• EXERCISE DESCRIPTION: Repeat the records below exactly, leaving out every picture.

+++ SOURCE DATA +++

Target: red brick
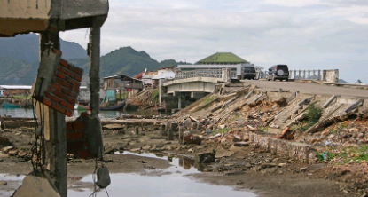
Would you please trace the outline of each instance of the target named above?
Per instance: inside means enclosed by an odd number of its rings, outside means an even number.
[[[78,80],[78,82],[82,82],[82,77],[80,75],[75,75],[74,79]]]
[[[65,100],[61,100],[60,105],[71,110],[74,108],[74,106],[72,104]]]
[[[75,104],[75,100],[72,98],[67,98],[67,102],[69,102],[71,104]]]
[[[64,86],[64,87],[66,87],[66,88],[70,88],[70,87],[71,87],[71,85],[70,85],[67,82],[66,82],[66,81],[64,81],[64,80],[61,80],[61,79],[57,78],[57,79],[56,79],[56,82],[57,82],[59,84],[60,84],[60,85],[62,85],[62,86]],[[59,90],[59,89],[58,89],[58,90]],[[61,91],[61,88],[60,88],[60,90],[59,90],[59,91]]]
[[[65,78],[65,80],[66,80],[67,83],[71,83],[71,84],[73,84],[73,83],[74,82],[74,79],[72,79],[72,78],[70,78],[69,76],[67,76],[67,77]]]
[[[75,86],[75,85],[74,85],[74,86],[73,86],[73,91],[74,91],[78,92],[78,91],[79,91],[79,86]]]
[[[84,127],[86,126],[86,123],[82,121],[76,121],[73,122],[73,128],[75,130],[84,130]]]
[[[60,101],[57,97],[51,95],[50,97],[50,99],[51,99],[52,101],[54,101],[55,103],[59,103],[59,101]]]
[[[84,149],[83,142],[67,143],[67,149],[68,153],[76,152],[76,151]]]
[[[78,157],[81,159],[91,158],[93,155],[90,153],[89,150],[78,151]]]
[[[58,90],[58,91],[61,91],[61,86],[59,84],[54,83],[52,83],[52,88]]]
[[[74,81],[73,85],[79,87],[79,86],[81,86],[81,83],[79,83],[79,82],[77,82],[77,81]]]
[[[65,74],[63,73],[59,72],[56,75],[60,77],[61,79],[65,79]]]
[[[73,113],[72,113],[72,111],[66,110],[65,111],[65,114],[67,115],[67,116],[69,116],[69,117],[71,117],[73,115]]]
[[[48,98],[43,98],[43,102],[44,105],[51,106],[51,101],[49,100]]]
[[[65,113],[65,109],[63,107],[61,107],[60,106],[59,106],[58,104],[52,104],[51,105],[51,108],[55,109],[56,111],[59,111],[60,113]]]
[[[83,132],[82,131],[67,132],[67,139],[80,139],[82,138]]]
[[[73,122],[67,122],[67,130],[73,130]]]
[[[67,96],[65,96],[63,93],[61,93],[60,91],[59,91],[57,90],[53,90],[51,91],[51,93],[56,95],[57,97],[59,97],[61,99],[67,99]]]
[[[60,62],[59,63],[60,63],[61,66],[64,66],[64,67],[67,67],[67,62],[66,60],[60,59]]]
[[[78,74],[79,75],[82,75],[82,74],[83,73],[83,71],[77,67],[74,67],[74,72]]]

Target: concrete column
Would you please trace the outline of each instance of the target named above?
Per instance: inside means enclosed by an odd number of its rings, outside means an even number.
[[[54,49],[59,49],[59,32],[40,33],[40,57],[46,50],[46,43],[53,43]],[[41,58],[40,58],[40,60]],[[42,105],[42,104],[41,104]],[[67,195],[67,131],[65,115],[56,110],[43,106],[44,121],[43,148],[42,151],[43,162],[49,170],[61,197]]]
[[[177,108],[182,108],[182,96],[179,96],[177,98]]]
[[[94,117],[99,113],[99,51],[100,27],[90,28],[90,114]]]

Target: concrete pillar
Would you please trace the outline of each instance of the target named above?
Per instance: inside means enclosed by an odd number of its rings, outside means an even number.
[[[177,108],[182,108],[182,96],[179,96],[179,98],[177,98]]]
[[[100,51],[100,27],[90,28],[90,114],[94,117],[99,113],[99,51]]]
[[[59,49],[59,32],[40,33],[40,57],[46,50],[46,43],[53,43],[54,49]],[[40,58],[41,59],[41,58]],[[42,59],[41,59],[42,60]],[[56,110],[43,106],[44,133],[43,162],[49,170],[61,197],[67,195],[67,131],[65,115]]]
[[[168,130],[168,140],[173,140],[174,137],[173,137],[173,130]]]

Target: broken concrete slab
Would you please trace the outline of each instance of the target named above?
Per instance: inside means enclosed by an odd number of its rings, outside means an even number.
[[[22,182],[22,185],[18,188],[12,195],[13,197],[60,197],[54,187],[45,177],[39,177],[34,175],[27,176]]]
[[[216,154],[215,155],[215,158],[230,157],[234,154],[235,152],[233,151],[228,151],[228,150],[221,148],[216,151]]]

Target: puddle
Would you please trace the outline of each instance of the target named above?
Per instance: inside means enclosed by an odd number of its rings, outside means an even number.
[[[153,154],[135,154],[134,155],[168,160],[173,165],[166,169],[145,170],[146,173],[119,173],[112,174],[111,184],[107,187],[109,196],[242,196],[253,197],[254,193],[247,191],[235,191],[230,186],[213,185],[200,183],[185,176],[201,173],[194,168],[194,161],[186,158],[157,156]],[[160,173],[157,173],[157,172]],[[149,172],[153,173],[150,176]],[[157,177],[159,175],[159,177]],[[92,183],[92,176],[83,177],[82,182]],[[92,190],[68,190],[68,196],[89,196]],[[105,190],[97,193],[98,196],[107,196]]]
[[[214,185],[196,181],[190,174],[201,173],[200,167],[187,158],[168,157],[153,154],[135,154],[124,152],[124,154],[153,157],[168,160],[173,166],[166,169],[145,169],[143,173],[111,174],[111,184],[107,187],[109,196],[242,196],[253,197],[254,193],[234,190],[231,186]],[[0,174],[0,180],[6,180],[8,185],[0,186],[0,196],[11,196],[20,185],[25,176]],[[82,178],[83,185],[73,185],[68,188],[68,197],[90,196],[92,175]],[[12,185],[12,186],[11,186]],[[105,190],[98,192],[97,196],[108,196]]]

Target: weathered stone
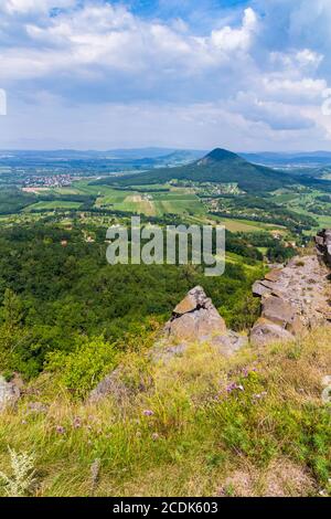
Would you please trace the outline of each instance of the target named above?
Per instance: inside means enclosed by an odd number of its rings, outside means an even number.
[[[197,286],[175,307],[164,332],[170,341],[204,341],[213,335],[225,335],[226,325],[203,288]]]
[[[274,282],[275,283],[275,282],[278,282],[280,274],[281,274],[280,268],[274,268],[274,271],[270,271],[265,275],[265,278],[268,282]]]
[[[305,326],[300,317],[295,316],[293,319],[287,324],[286,329],[293,336],[300,336],[305,332]]]
[[[261,318],[252,328],[249,339],[250,343],[257,347],[278,341],[289,342],[295,340],[295,337],[281,326]]]
[[[269,296],[263,300],[261,316],[285,328],[296,316],[292,306],[280,297]]]
[[[271,289],[266,287],[263,282],[255,282],[252,287],[252,292],[254,296],[258,297],[265,296],[266,294],[271,294]]]
[[[231,356],[248,345],[248,337],[228,330],[226,336],[214,337],[212,346],[217,347],[220,353]]]
[[[6,379],[0,375],[0,412],[15,405],[20,394],[21,392],[15,383],[7,382]]]
[[[314,237],[318,256],[331,266],[331,229],[323,229]]]
[[[121,401],[130,395],[130,390],[122,381],[121,369],[117,368],[103,379],[97,386],[90,391],[87,402],[95,403],[113,396],[116,401]]]

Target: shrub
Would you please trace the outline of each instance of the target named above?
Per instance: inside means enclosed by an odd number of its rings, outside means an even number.
[[[58,381],[78,398],[84,398],[118,362],[119,353],[103,337],[77,340],[71,353],[53,351],[46,370],[58,373]]]

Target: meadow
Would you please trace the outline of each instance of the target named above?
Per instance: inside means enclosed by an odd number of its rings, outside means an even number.
[[[0,424],[2,473],[23,453],[34,469],[21,495],[329,495],[328,330],[229,359],[192,345],[154,363],[149,348],[121,356],[126,390],[98,403],[73,399],[68,361],[25,386]]]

+++

• EXERCISE RESULT:
Target: red brick
Would you please trace the outline of each instance of the target named above?
Per instance: inside means enclosed by an odd number of its rings, outside means an even number.
[[[78,80],[78,82],[82,82],[82,77],[80,75],[75,75],[74,79]]]
[[[65,100],[61,100],[60,105],[71,110],[74,108],[74,106],[72,104]]]
[[[75,104],[75,100],[72,98],[67,98],[67,102],[69,102],[71,104]]]
[[[64,86],[64,87],[66,87],[66,88],[70,88],[70,87],[71,87],[71,85],[70,85],[67,82],[66,82],[66,81],[64,81],[64,80],[61,80],[61,79],[57,78],[57,79],[56,79],[56,82],[57,82],[59,84],[60,84],[60,85],[62,85],[62,86]],[[59,90],[59,89],[58,89],[58,90]],[[61,91],[61,88],[60,88],[60,90],[59,90],[59,91]]]
[[[65,78],[65,80],[66,80],[67,83],[71,83],[71,84],[73,84],[73,83],[74,82],[74,79],[72,79],[72,78],[70,78],[69,76],[67,76],[67,77]]]
[[[75,86],[75,85],[74,85],[74,86],[73,86],[73,91],[74,91],[78,92],[78,91],[79,91],[79,86]]]
[[[84,127],[86,126],[86,123],[82,121],[76,121],[73,122],[73,128],[75,130],[84,130]]]
[[[60,101],[57,97],[51,95],[50,97],[50,99],[51,99],[52,101],[54,101],[55,103],[59,103],[59,101]]]
[[[84,149],[83,142],[67,143],[67,149],[68,153],[76,152],[76,151]]]
[[[78,157],[81,159],[91,158],[93,155],[90,153],[89,150],[78,151]]]
[[[58,90],[58,91],[61,91],[61,86],[59,84],[54,83],[52,83],[52,88]]]
[[[74,81],[73,85],[79,87],[79,86],[81,86],[81,83],[79,83],[79,82],[77,82],[77,81]]]
[[[65,74],[63,73],[59,72],[56,75],[60,77],[61,79],[65,79]]]
[[[73,113],[72,113],[72,111],[66,110],[65,111],[65,114],[67,115],[67,116],[69,116],[69,117],[71,117],[73,115]]]
[[[48,98],[43,98],[43,102],[44,105],[51,106],[51,101],[49,100]]]
[[[65,113],[65,109],[63,107],[61,107],[60,106],[59,106],[58,104],[52,104],[51,105],[51,108],[55,109],[56,111],[59,111],[60,113]]]
[[[83,132],[82,131],[67,132],[67,139],[80,139],[82,138]]]
[[[73,122],[67,122],[67,130],[73,130]]]
[[[67,96],[65,96],[63,93],[61,93],[60,91],[59,91],[57,90],[53,90],[51,91],[51,93],[56,95],[57,97],[59,97],[61,99],[67,99]]]
[[[60,62],[59,63],[60,63],[61,66],[64,66],[64,67],[67,67],[67,62],[66,60],[60,59]]]
[[[78,74],[79,75],[82,75],[82,74],[83,73],[83,71],[77,67],[74,67],[74,72]]]

Target: concrete column
Would you please trace the outline of each instance of the target named above?
Per instance: inside means enclosed by an odd number of its rings, outside means an even number.
[[[54,49],[59,49],[59,32],[40,33],[40,57],[46,50],[46,43],[53,43]],[[41,58],[40,58],[40,60]],[[42,105],[42,104],[41,104]],[[67,195],[67,131],[65,115],[56,110],[43,106],[44,121],[43,148],[42,151],[43,162],[49,170],[61,197]]]
[[[177,108],[182,108],[182,96],[179,96],[177,98]]]
[[[94,117],[99,113],[99,51],[100,27],[90,28],[90,114]]]

Target: concrete pillar
Would you please trace the outline of each instance of the target named above?
Per instance: inside means enclosed by an odd number of its rings, outside means an even number.
[[[177,108],[182,108],[182,96],[179,96],[179,98],[177,98]]]
[[[100,51],[100,27],[90,28],[90,114],[94,117],[99,113],[99,51]]]
[[[59,49],[59,32],[40,33],[40,57],[46,50],[46,43],[53,43],[54,49]],[[40,58],[41,59],[41,58]],[[42,59],[41,59],[42,60]],[[56,110],[43,106],[44,133],[43,162],[49,170],[61,197],[67,195],[67,131],[65,115]]]
[[[168,130],[168,140],[173,140],[174,137],[173,137],[173,130]]]

Target: broken concrete slab
Would you please trace the outline of each instance of the target named above?
Per instance: inside means enclosed by an odd number of its rings, outside means an even number.
[[[22,182],[22,185],[18,188],[12,195],[13,197],[60,197],[54,187],[45,177],[39,177],[34,175],[27,176]]]
[[[216,154],[215,155],[215,158],[230,157],[234,154],[235,152],[233,151],[228,151],[228,150],[221,148],[216,151]]]

Target: puddle
Would you please trace the outline of each instance of the target named above?
Per instance: inside means enclosed by an odd number of its rings, outside means an even number.
[[[153,154],[135,154],[134,155],[168,160],[173,165],[166,169],[145,170],[146,173],[119,173],[112,174],[111,184],[107,187],[109,196],[242,196],[253,197],[254,193],[247,191],[235,191],[230,186],[213,185],[200,183],[185,176],[201,173],[194,168],[194,161],[186,158],[157,156]],[[160,173],[157,173],[157,172]],[[149,172],[153,173],[150,176]],[[157,177],[159,175],[159,177]],[[92,183],[92,176],[83,177],[82,182]],[[92,190],[68,190],[68,196],[89,196]],[[105,190],[97,193],[98,196],[107,196]]]
[[[214,185],[196,181],[190,174],[201,173],[200,167],[187,158],[168,157],[153,154],[135,154],[124,152],[124,154],[153,157],[168,160],[173,166],[166,169],[145,169],[143,173],[111,174],[111,184],[107,187],[109,196],[242,196],[253,197],[254,193],[234,190],[231,186]],[[0,174],[0,180],[6,180],[8,185],[0,186],[0,196],[11,196],[20,185],[25,176]],[[82,178],[83,185],[73,185],[68,188],[68,197],[90,196],[92,175]],[[12,185],[12,186],[11,186]],[[105,190],[98,192],[97,196],[108,196]]]

Target: weathered stone
Would you please trace the outline of each instance of the target named above?
Per instance: inside means enclosed by an odd number of its rings, outside means an even number.
[[[197,286],[175,307],[164,332],[170,341],[204,341],[213,335],[225,335],[226,325],[203,288]]]
[[[274,282],[275,283],[275,282],[278,282],[280,274],[281,274],[280,268],[274,268],[274,271],[270,271],[265,275],[265,278],[268,282]]]
[[[305,326],[300,317],[295,316],[293,319],[287,324],[286,329],[293,336],[300,336],[305,332]]]
[[[261,318],[252,328],[249,339],[250,343],[257,347],[278,341],[289,342],[295,340],[295,337],[281,326]]]
[[[269,296],[263,300],[261,316],[285,328],[296,316],[292,306],[280,297]]]
[[[271,289],[266,287],[263,282],[255,282],[252,287],[252,292],[254,296],[258,297],[265,296],[266,294],[271,294]]]
[[[231,356],[248,345],[248,337],[228,330],[226,336],[214,337],[212,346],[217,347],[220,353]]]
[[[6,379],[0,375],[0,412],[15,405],[20,394],[21,392],[15,383],[7,382]]]
[[[314,237],[318,256],[331,266],[331,229],[323,229]]]
[[[121,401],[130,395],[130,390],[122,381],[121,369],[117,368],[103,379],[97,386],[90,391],[87,402],[95,403],[113,396],[116,401]]]

Target: shrub
Would you please trace the outline of each instance of the target named above?
Per instance: inside means enclosed by an odd number of its rings, outside means an even number.
[[[58,381],[78,398],[84,398],[118,362],[119,353],[103,337],[77,340],[71,353],[53,351],[46,370],[58,373]]]

Target: meadow
Would you please trace the outline of each instance of the target named above?
Per instance: inside means enclosed by an odd number of its rings, outside means an even number.
[[[0,424],[2,473],[23,453],[34,469],[21,495],[329,495],[328,330],[229,359],[192,345],[154,363],[149,348],[121,356],[126,390],[98,403],[73,399],[68,361],[25,386]]]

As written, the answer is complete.